You probably know the GIF as the perfect vehicle for sharing memes and reactions. We believe the format can go further; it has real power to capture science and explain research in short, digestible loops.
On the eve of this new year, we have curated some of the most incredible science GIFs out there.
A Rocket—to Escape a Rocket
Would you ride a rocket to the moon—or to Mars? Many of us probably daydream of cosmic travel. But even in our waking dreams, we would want an escape plan if something went wrong on our way into space. (Nothing takes one’s head out of the clouds like the prospect of midair incineration.)
Luckily, NASA long ago came up with a contingency plan for future space travelers. Called the Orion Launch Abort System, it was successfully tested in 2010. What you’re seeing is an exquisitely detailed simulation of the roughly 400,000 pounds of thrust put out by the system’s “abort motor.” The visualization helps spaceflight engineers know how much vibration all that power creates inside the flight module—and how to manage it and keep astronauts safe while doing so.
It took the equivalent of 16,000 computer CPU cores running for a month and a half to produce what you see. When it comes to spaceflight, as with many things in life, it is better to be safe than sorry.
Inner Forests in Full Bloom
Nature often presents us with Rorschach tests. We have (probably) all tried to see shapes of things in the wisps of clouds. And certain microscopic objects bear startling resemblances to “normal-sized” things in the world around us. Take this GIF: What do you see? A bit of broccoli? A bonsai tree?

#### Data provided
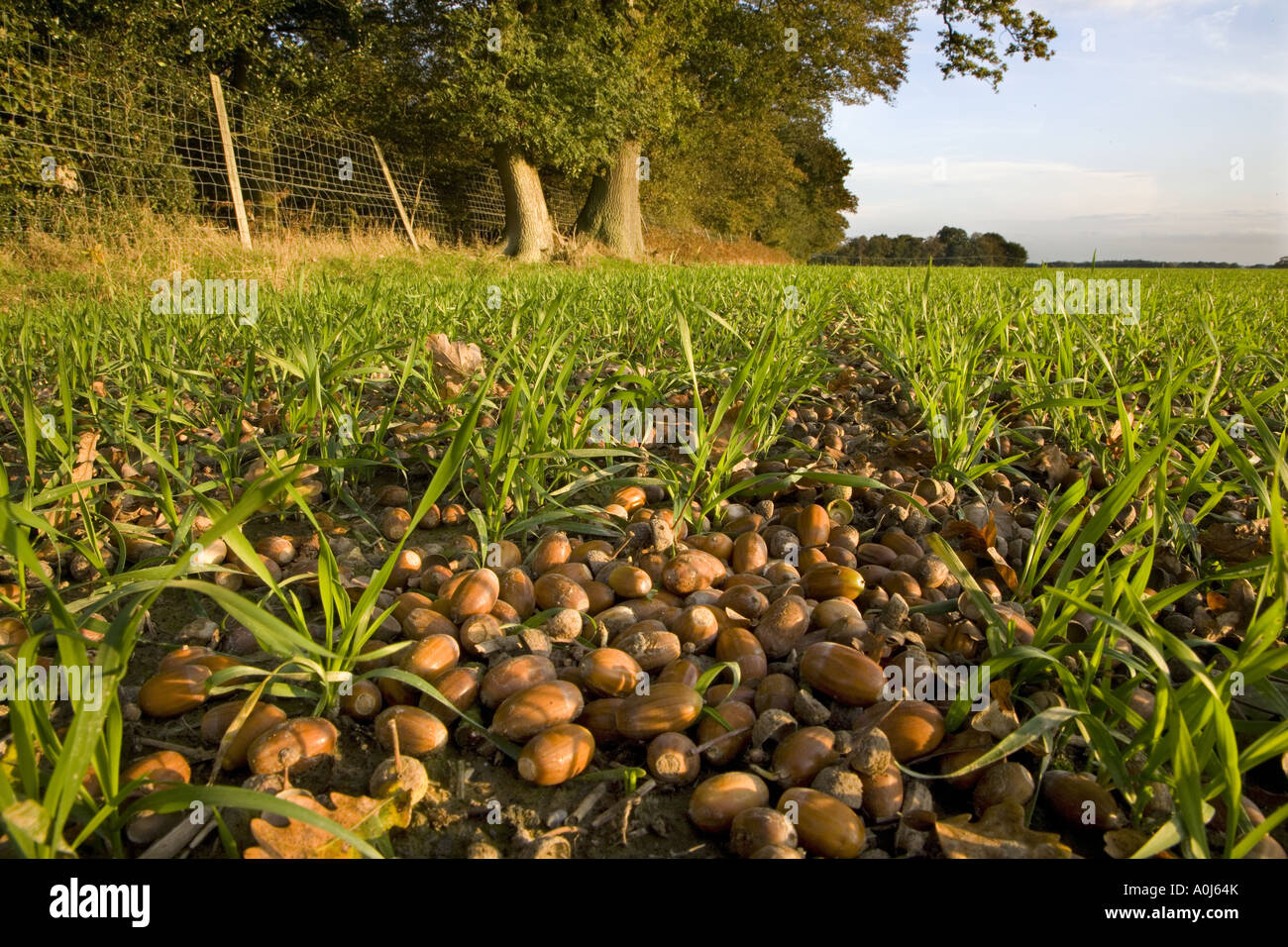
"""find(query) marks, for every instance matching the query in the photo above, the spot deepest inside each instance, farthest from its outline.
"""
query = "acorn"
(782, 625)
(156, 770)
(511, 676)
(666, 707)
(755, 828)
(394, 523)
(913, 728)
(552, 551)
(217, 720)
(750, 553)
(812, 526)
(692, 570)
(725, 745)
(802, 755)
(364, 699)
(777, 690)
(419, 731)
(460, 685)
(399, 775)
(844, 673)
(828, 579)
(430, 656)
(883, 793)
(1006, 783)
(1080, 800)
(557, 590)
(629, 581)
(476, 594)
(610, 673)
(303, 740)
(742, 646)
(515, 587)
(827, 826)
(652, 648)
(557, 754)
(175, 690)
(716, 801)
(600, 718)
(522, 715)
(673, 759)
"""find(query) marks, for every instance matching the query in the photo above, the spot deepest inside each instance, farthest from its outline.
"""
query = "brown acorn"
(364, 699)
(752, 830)
(666, 707)
(419, 731)
(673, 759)
(1080, 800)
(522, 715)
(844, 673)
(610, 673)
(827, 826)
(174, 692)
(290, 744)
(557, 754)
(725, 745)
(217, 720)
(742, 646)
(476, 594)
(828, 579)
(460, 685)
(812, 526)
(800, 757)
(600, 718)
(514, 674)
(716, 801)
(782, 625)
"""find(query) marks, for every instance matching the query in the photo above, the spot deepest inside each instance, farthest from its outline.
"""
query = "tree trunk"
(528, 232)
(612, 209)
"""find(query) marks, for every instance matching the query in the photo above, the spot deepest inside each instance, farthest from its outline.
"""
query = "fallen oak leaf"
(1000, 832)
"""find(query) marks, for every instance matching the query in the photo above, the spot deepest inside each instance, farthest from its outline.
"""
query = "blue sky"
(1131, 149)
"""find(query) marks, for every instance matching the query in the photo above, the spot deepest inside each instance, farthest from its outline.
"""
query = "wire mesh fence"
(85, 149)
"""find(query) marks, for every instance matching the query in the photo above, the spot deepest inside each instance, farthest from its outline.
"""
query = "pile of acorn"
(806, 605)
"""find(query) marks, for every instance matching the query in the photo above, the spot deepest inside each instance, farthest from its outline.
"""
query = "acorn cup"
(557, 754)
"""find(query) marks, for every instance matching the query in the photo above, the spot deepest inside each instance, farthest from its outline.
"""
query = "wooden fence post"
(389, 179)
(231, 161)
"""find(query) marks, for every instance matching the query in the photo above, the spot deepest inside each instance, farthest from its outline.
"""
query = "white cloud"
(1214, 29)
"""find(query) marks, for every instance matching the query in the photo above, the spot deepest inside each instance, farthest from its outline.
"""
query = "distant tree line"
(951, 247)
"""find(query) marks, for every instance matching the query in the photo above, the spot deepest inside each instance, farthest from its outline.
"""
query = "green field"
(1107, 493)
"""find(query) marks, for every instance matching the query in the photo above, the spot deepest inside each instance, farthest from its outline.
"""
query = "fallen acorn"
(175, 690)
(303, 740)
(522, 715)
(842, 673)
(1080, 800)
(756, 828)
(217, 720)
(557, 754)
(825, 826)
(673, 759)
(716, 801)
(668, 706)
(419, 732)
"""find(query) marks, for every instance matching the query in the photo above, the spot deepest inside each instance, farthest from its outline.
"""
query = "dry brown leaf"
(455, 363)
(1236, 541)
(1052, 463)
(1000, 832)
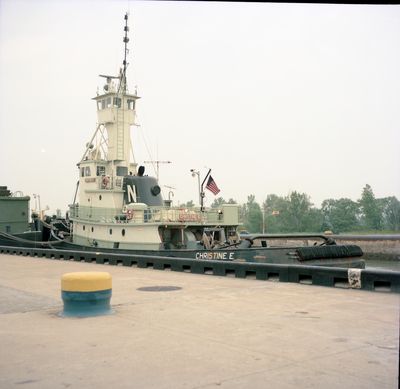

#### The problem
Please print the part of the text on science GIFs starting with "You probably know" and going on through "short, digestible loops.", copying every word as it stands.

#### Result below
You probably know the GIF as the perfect vehicle for sharing memes and reactions. We believe the format can go further; it has real power to capture science and explain research in short, digestible loops.